* [EXERCISE OBJECTIVE]: Quote every line below exactly and skip any picture.

---- RECORDED INFORMATION

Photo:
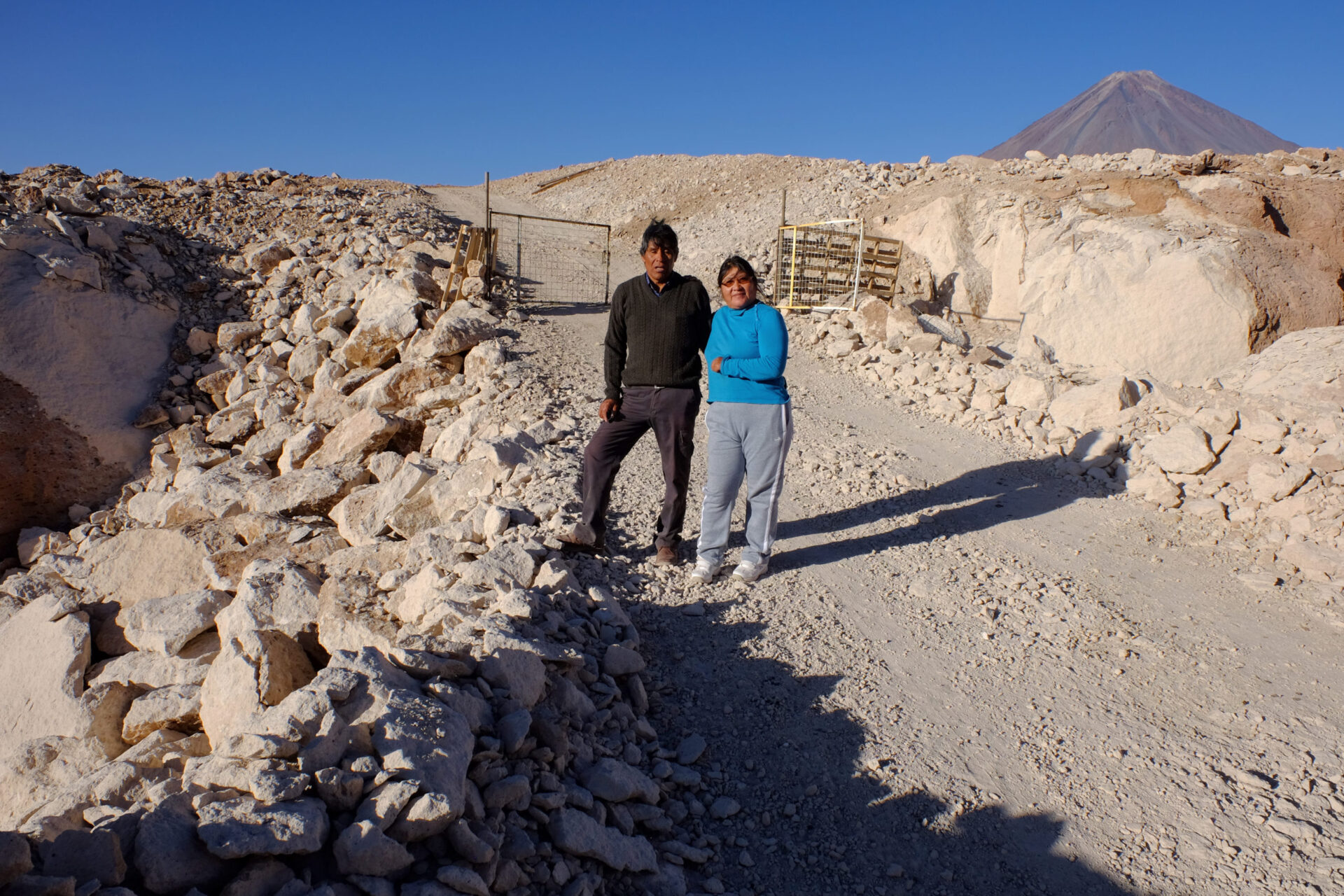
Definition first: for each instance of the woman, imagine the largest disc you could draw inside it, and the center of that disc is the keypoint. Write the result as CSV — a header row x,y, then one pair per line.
x,y
750,422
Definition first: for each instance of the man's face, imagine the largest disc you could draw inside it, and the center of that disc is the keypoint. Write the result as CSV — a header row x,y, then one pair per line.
x,y
657,262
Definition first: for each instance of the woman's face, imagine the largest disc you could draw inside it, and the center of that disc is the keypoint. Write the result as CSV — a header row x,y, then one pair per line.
x,y
738,289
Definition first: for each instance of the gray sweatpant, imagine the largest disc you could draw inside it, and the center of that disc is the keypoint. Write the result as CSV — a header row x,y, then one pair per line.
x,y
750,440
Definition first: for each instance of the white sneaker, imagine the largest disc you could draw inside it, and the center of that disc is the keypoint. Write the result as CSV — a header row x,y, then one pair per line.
x,y
704,573
750,571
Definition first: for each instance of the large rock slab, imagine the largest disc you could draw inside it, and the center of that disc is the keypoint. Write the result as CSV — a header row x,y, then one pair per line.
x,y
388,312
273,596
1182,449
1088,407
242,827
77,365
175,707
354,440
1121,290
146,564
454,335
254,671
85,855
580,834
166,625
365,849
45,652
169,856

--------

* [WORKED SOLUTION]:
Photo:
Definition first: for each instance of the woman, imagine the largest disc you could draw inside it, and the center of that disc is the keypoint. Write the result as CSV — a header row x,y, then one pair per line.
x,y
750,422
Definition first: for each instance of the man's face, imagine the largest disc you could draw inside it, and the center of that disc is the keypoint. Write the result as CSV — a header row x,y, then one pair per line.
x,y
657,262
Definition first: for each instance of the woman's face, imagine the largest disc you could draw inside it, and the center of that disc is the keypoint. Write the result as CSV — a header row x,y, then one pair per line.
x,y
738,289
Definition first: for each instance of the gray sweatpant, imagine the largest disc you could draw inside it, and the center of that disc is the keypoint. Write the result as CSV — a header row x,y, then one pair per line.
x,y
750,440
Definition first: for each instance of the white sneaker, imagine the largest disc you could draw inside it, and the center of that disc is the keypoint. Write the result as CSV — a header row x,y, then one pair per line.
x,y
704,573
750,571
Definition first: for each instance of the large rock slab, imagine the largest disc you could draw inside it, and the center of that disc is the keypoint. Write the result as CSV — a header row x,y, then one pair per line.
x,y
388,312
273,596
1182,449
1088,407
242,827
77,365
175,707
354,440
1121,290
146,564
454,335
254,671
85,855
580,834
166,625
365,849
45,652
169,856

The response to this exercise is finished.